## WORK ITEM
Of the lines below, report only those that contain "repeats".

## DATA FOR REVIEW
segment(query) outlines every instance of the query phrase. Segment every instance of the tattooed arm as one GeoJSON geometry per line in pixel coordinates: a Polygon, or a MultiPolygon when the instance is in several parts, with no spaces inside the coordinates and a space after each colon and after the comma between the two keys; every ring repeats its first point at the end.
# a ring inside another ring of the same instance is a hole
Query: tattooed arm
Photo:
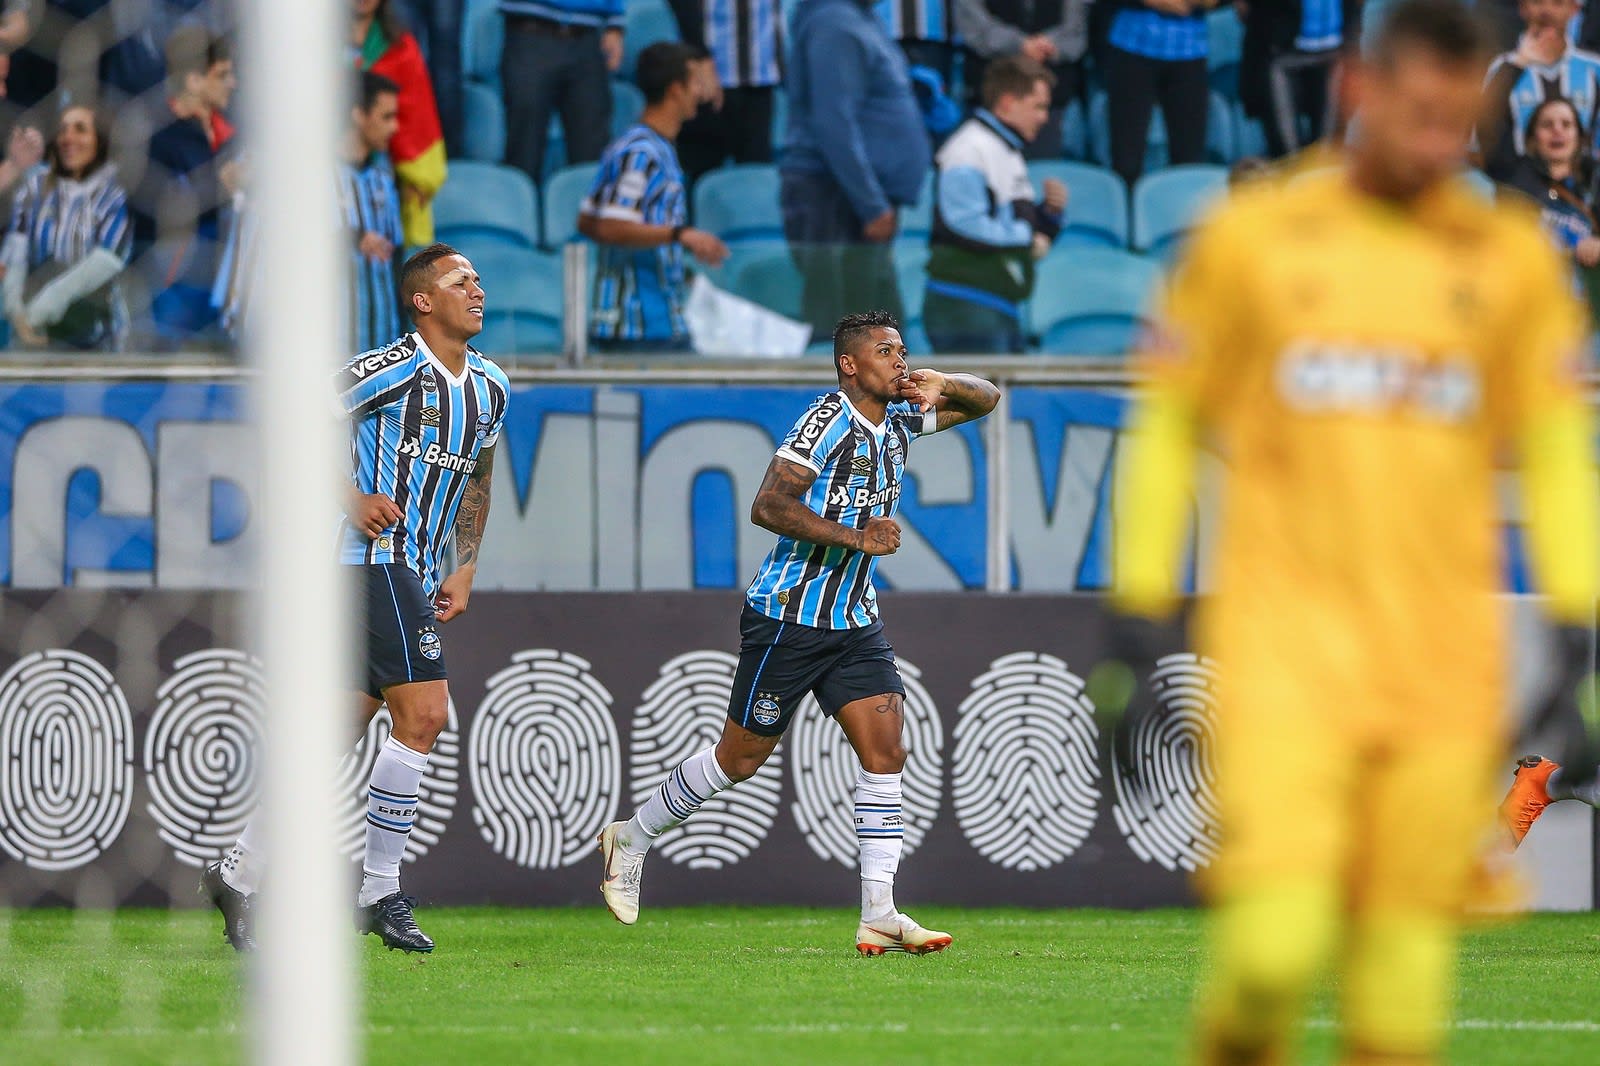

* * *

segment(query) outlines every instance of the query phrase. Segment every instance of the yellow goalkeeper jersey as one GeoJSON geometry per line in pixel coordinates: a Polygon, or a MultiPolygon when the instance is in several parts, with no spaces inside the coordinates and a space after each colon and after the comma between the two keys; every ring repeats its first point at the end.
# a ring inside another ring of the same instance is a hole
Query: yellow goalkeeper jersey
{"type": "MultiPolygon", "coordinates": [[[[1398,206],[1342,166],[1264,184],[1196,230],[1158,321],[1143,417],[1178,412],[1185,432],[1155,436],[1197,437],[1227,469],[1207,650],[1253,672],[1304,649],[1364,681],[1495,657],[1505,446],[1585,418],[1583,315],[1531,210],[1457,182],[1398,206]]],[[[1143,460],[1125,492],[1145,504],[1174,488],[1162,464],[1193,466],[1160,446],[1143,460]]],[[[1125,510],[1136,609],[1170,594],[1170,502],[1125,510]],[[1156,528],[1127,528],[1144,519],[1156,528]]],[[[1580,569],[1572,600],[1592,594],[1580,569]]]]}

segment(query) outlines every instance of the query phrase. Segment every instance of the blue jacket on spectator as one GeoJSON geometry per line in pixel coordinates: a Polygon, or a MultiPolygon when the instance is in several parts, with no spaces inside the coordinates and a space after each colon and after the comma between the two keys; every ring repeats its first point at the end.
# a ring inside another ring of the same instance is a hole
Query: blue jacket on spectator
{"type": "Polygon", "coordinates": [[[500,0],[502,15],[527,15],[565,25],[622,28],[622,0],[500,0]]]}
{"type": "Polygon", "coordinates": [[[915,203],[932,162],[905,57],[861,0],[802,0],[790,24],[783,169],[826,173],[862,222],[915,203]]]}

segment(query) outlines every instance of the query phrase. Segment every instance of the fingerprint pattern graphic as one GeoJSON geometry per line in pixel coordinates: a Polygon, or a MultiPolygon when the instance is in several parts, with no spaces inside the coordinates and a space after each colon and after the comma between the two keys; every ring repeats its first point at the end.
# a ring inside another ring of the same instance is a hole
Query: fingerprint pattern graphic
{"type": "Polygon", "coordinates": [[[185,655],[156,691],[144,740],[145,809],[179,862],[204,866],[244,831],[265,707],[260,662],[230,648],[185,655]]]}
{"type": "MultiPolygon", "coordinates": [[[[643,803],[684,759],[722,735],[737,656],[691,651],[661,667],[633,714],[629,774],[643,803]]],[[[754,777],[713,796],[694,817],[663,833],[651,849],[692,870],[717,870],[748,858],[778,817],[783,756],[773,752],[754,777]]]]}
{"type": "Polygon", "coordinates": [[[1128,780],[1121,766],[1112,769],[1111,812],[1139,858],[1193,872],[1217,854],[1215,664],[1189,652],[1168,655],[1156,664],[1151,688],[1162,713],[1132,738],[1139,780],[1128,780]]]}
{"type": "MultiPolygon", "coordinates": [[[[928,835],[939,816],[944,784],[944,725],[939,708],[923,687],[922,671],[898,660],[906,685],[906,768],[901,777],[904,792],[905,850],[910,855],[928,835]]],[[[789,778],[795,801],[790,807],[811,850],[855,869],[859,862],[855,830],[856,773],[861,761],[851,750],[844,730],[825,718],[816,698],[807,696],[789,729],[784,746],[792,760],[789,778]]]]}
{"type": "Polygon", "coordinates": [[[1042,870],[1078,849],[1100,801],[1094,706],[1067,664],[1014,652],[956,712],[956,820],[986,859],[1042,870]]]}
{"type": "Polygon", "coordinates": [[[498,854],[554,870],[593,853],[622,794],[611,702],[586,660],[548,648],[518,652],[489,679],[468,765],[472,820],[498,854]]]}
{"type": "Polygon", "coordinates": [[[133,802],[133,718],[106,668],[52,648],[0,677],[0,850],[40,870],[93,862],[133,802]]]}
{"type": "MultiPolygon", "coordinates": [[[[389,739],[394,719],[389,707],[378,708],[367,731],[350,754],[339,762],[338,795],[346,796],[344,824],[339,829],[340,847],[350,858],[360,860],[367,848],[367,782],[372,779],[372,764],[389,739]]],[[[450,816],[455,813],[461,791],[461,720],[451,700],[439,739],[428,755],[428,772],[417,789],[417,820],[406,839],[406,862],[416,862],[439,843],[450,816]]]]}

## WRITTEN ANSWER
segment(query) outlines every instance of the query phrase. Segment every instance of the tattooed arm as one GeoJSON geometry per line in pixel coordinates: a Polygon, or a MultiPolygon when the instance is in several parts, with no spaces inside the coordinates and a space after each colon and after the comma between the two keys; every ring repeats its first point at the end.
segment(query) outlines every instance of the query phrase. Segment every instance of the yellow goalkeeper jersey as one GeoJSON geometry per line in pixel coordinates: a Polygon, or a MultiPolygon when the instance is in several parts, with no spaces inside the coordinates and a space after each colon and after the comma between the two keys; every ring repeats its first point at the end.
segment(query) outlines every instance of the query phrase. Segment every instance of the blue jacket on spectator as one GeoJSON geometry per line in pixel coordinates: a Polygon, or a MultiPolygon when the instance is in several parts, with no spaces inside the coordinates and a space after each colon and after the comma between the two keys; every ring repeats its first point at the end.
segment(query) outlines every instance of the query phrase. Segment every instance of the fingerprint pattern graphic as one GeoJSON geometry per line in pixel coordinates: a Polygon, or a MultiPolygon when the instance is in several parts, with no spaces inside the coordinates and a space after each colon and after the comma between the two keys; every ring repeats its first point at the end.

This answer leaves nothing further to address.